Can you pull out the lines of the material from its first line through the line holding "[653,380,714,516]", both ends included, and reproduce them word for word?

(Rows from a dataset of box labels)

'''

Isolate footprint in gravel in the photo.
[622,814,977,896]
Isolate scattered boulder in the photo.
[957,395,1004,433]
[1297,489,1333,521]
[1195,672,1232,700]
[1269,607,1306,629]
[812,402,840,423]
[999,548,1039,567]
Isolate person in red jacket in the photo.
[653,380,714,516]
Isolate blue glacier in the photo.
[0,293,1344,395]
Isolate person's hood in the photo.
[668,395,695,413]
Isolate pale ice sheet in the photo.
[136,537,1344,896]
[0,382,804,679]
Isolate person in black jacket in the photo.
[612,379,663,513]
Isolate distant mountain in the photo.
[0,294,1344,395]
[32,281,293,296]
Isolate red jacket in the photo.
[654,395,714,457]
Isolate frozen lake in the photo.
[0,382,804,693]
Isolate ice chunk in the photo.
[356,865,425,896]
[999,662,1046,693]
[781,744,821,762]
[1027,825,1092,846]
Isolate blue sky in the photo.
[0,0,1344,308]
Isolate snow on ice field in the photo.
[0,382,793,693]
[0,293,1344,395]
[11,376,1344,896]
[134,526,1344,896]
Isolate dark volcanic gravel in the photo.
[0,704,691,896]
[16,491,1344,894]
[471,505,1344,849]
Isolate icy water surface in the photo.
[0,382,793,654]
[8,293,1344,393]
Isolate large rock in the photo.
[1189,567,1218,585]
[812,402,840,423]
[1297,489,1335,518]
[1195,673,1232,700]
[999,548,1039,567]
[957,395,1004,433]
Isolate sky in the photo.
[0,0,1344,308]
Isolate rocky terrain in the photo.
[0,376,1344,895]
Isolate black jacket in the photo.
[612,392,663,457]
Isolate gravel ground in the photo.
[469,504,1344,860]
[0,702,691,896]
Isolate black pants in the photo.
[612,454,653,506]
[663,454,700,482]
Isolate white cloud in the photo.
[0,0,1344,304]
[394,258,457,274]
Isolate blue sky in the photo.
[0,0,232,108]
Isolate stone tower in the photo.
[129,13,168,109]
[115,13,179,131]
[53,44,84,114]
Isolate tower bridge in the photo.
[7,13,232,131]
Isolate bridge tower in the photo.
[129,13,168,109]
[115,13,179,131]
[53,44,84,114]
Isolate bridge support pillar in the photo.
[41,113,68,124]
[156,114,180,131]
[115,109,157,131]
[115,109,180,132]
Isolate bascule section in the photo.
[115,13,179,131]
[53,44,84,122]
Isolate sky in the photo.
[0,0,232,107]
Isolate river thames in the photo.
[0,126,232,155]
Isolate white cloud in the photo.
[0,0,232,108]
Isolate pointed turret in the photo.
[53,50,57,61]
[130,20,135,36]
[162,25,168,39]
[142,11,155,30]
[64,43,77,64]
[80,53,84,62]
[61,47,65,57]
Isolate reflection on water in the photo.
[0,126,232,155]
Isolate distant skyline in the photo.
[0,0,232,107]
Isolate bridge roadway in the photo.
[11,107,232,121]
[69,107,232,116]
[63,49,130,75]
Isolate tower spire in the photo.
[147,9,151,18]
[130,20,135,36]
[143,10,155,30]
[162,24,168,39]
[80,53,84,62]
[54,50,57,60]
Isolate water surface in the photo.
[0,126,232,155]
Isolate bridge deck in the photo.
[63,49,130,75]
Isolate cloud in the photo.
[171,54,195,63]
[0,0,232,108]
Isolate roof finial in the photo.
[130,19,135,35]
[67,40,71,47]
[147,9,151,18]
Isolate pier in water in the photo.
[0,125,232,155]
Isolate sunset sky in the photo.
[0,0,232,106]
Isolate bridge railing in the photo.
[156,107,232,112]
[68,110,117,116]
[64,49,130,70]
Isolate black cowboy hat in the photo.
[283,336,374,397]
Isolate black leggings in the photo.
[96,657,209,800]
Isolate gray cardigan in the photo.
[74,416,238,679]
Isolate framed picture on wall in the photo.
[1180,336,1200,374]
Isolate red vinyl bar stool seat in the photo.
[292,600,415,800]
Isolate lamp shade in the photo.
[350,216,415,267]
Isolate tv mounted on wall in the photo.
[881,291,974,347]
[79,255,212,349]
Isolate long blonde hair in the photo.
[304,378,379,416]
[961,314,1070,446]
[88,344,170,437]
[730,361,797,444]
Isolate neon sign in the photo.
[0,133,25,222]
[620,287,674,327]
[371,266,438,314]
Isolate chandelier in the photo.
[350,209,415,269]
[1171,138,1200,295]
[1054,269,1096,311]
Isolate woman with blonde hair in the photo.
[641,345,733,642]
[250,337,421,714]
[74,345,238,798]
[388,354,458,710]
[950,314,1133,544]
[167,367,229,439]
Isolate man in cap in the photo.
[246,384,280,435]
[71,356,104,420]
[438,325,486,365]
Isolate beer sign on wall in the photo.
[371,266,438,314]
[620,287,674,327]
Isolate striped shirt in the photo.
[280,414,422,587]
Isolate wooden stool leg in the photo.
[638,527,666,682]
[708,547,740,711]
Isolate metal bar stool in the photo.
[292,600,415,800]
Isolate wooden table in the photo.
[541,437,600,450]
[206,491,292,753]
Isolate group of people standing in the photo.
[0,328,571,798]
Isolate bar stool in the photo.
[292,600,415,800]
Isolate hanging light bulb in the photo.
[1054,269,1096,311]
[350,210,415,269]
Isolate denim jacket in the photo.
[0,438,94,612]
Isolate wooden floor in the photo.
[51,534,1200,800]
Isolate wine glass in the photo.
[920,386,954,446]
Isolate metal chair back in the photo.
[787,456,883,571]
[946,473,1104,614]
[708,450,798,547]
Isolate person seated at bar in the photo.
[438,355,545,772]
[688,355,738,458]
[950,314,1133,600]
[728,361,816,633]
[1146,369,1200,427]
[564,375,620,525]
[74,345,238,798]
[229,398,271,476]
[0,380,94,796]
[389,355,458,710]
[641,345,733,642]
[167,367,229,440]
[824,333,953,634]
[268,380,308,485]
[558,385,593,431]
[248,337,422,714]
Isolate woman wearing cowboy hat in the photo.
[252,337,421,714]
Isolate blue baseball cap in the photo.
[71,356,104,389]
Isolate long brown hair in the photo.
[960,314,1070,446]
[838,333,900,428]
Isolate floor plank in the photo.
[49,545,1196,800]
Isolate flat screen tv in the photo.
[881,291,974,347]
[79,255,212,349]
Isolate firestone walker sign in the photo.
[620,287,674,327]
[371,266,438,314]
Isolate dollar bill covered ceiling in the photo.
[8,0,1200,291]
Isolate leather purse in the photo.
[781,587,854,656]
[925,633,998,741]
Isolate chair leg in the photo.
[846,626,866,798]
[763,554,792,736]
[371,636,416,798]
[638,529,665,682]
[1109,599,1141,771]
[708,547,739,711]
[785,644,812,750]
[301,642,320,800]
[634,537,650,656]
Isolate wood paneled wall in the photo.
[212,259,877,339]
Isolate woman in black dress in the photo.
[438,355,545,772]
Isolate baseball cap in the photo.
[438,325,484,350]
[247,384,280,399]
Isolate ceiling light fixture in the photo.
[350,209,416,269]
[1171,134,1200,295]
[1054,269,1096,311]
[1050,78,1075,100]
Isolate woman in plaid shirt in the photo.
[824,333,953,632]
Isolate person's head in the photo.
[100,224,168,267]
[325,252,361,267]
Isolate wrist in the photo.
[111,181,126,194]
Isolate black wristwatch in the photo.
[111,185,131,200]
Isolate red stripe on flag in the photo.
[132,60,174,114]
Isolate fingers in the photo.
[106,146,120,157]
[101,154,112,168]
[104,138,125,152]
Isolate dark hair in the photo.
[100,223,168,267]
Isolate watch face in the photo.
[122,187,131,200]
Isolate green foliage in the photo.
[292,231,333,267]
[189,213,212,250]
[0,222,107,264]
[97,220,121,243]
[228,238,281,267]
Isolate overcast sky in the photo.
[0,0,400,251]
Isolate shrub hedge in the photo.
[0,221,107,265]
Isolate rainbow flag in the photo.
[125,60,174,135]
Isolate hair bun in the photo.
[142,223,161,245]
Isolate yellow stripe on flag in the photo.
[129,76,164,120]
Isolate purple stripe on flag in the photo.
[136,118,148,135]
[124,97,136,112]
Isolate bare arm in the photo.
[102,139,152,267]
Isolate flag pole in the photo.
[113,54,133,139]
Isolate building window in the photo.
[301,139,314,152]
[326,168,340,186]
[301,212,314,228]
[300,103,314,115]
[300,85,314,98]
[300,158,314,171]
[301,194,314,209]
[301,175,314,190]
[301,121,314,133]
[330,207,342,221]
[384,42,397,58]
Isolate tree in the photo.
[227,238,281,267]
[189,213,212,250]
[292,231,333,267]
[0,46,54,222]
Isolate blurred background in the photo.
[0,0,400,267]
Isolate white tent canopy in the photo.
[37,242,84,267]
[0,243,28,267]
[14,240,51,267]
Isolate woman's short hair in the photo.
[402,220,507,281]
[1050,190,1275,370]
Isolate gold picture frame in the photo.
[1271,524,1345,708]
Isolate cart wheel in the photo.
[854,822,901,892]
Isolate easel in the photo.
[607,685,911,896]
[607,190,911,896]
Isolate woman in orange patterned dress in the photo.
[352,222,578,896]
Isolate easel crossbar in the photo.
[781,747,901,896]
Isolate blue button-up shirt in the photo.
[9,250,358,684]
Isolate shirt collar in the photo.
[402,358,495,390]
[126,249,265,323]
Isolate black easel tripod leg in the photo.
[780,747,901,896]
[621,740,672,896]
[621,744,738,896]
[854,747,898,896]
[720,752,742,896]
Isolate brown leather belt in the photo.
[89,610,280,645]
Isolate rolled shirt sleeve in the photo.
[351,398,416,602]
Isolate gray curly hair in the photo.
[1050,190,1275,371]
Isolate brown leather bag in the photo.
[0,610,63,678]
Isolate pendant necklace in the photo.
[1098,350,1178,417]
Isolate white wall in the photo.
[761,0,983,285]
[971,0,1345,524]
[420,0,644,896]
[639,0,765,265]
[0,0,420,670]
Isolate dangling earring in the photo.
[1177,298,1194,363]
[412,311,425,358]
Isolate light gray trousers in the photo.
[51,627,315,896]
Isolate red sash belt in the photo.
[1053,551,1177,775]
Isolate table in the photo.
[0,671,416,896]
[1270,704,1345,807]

'''

- **Complete response**:
Isolate footprint in gravel in the photo.
[622,814,977,896]
Isolate scattered boulder in the photo.
[957,395,1004,433]
[1297,489,1333,521]
[1195,672,1232,700]
[1269,607,1306,629]
[812,402,840,423]
[999,548,1039,567]
Isolate person in red jacket in the photo.
[653,380,714,516]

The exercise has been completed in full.